+++ Texte retenu

Paris,
le jeudi 21 juillet 2016
En
copie
M.
le Premier Ministre
M.
le Garde des Sceaux
MM
les Présidents du Parlement
Mmes,
MM, les Présidents des groupes parlementaires
M.
le Président de la Cour d’Appel
M.
le Procureur général
M.
le Bâtonnier,
M°
Joxe, avocat,
Syndicat
de la magistrature
Union
syndical des magistrats
Syndicat
des Commissaires de police
M.
l’ambassadeur de la République fédérale d’Allemagne
M.
l’ambassadeur du Royaume-Uni
Mme
Simonnot, journaliste
M.
le Président de la République,
1)-
Préambule
1-
Une question simple :
a-
Il y a 254 jihadistes de Retour de jihad, en fait de Syrie, en France ;
b- Que font-ils en France ?
2- Une question subsidiaire et européenne :
a- Ils sont 300 en Grande-Bretagne, 270 en
Allemagne, 50 au Danemark et 40 aux Pays-Bas;
b- Que font ils dans leurs pays respectifs?

++++++
+++ Données affichées

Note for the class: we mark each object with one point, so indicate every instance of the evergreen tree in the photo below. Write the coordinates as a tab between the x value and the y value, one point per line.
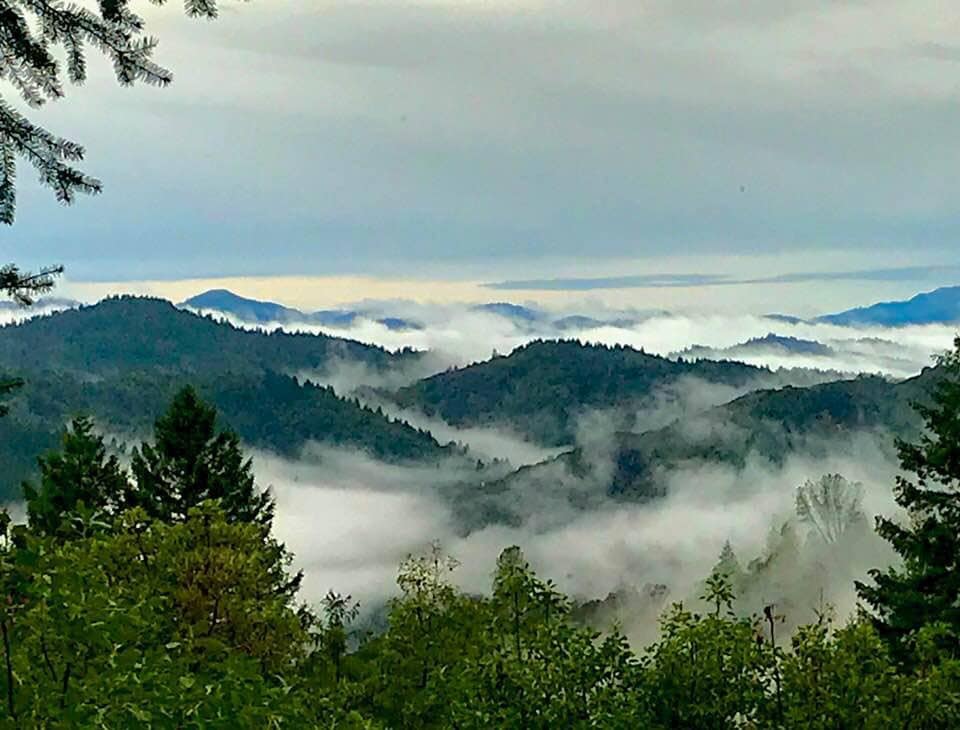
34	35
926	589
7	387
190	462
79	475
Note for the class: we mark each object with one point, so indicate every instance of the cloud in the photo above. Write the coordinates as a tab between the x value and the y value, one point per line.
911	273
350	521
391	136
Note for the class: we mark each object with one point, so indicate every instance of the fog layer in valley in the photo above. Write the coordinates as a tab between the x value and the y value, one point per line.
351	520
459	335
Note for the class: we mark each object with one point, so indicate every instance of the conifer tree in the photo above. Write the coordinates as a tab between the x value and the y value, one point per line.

++++++

__Liste des tâches__.
1. Relevez dans la lettre chaque pays cité ainsi que le nombre de jihadistes qui lui est associé.
2. Répondez aux questions suivantes à partir de la lettre.
(a) De quel jour la lettre est-elle datée ?
(b) Les ambassadeurs de quels pays en reçoivent-ils une copie ?
(c) Quelle profession la lettre attribue-t-elle à Mme Simonnot ?
3. Rédigez la suite de la lettre adressée au Président de la République, à partir de sa dernière phrase.

__Réponses par tâche__.
1.
France : 254
Grande-Bretagne : 300
Allemagne : 270
Danemark : 50
Pays-Bas : 40

2.
(a) Du jeudi 21 juillet 2016.
(b) De la République fédérale d'Allemagne et du Royaume-Uni.
(c) Elle est journaliste.

3.
En
apportant une réponse de droit à cette question vous permettriez à l’Etat de fixer
un cadre juridique international à la circulation des jihadistes.
A
214 morts en six mois, il serait peut être opportun de réfléchir à mettre les
jihadistes devant les conséquences judiciaires des responsabilités prises.
Je
n’étudie ici que la référence française de la question posée. Les chiffres
montrent que les autres pays européens sont concernés.
2)-
La question de droit
Pourquoi
la France n’ouvre t’elle pas une coopération judiciaire avec les pays où se
rendent les jihadistes français aux fins que les majeurs valides soient jugés
dans ces pays où ils se sont rendus volontairement pour y commettre des crimes
et organiser la destruction de l’Etat comme forme d’organisation
publique ?
Ces
criminels ne peuvent pas se revendiquer de la protection ordinaire que les
Etats accordent à leurs ressortissants en ne les livrant pas à une justice
étrangère.
En
effet, cette criminalité jihadiste a certaines particularités qui fondent en
droit une coopération judiciaire.
1-
L’Allée-Retour
a-
Le pays de nationalité sert de base arrière pour l’organisation du jihad dans
les pays dit de « site » ou « d’aller ».
b-
Le jihad sert de lieu d’organisation pour projeter le terrorisme dans les pays
de nationalité ou de « retour ».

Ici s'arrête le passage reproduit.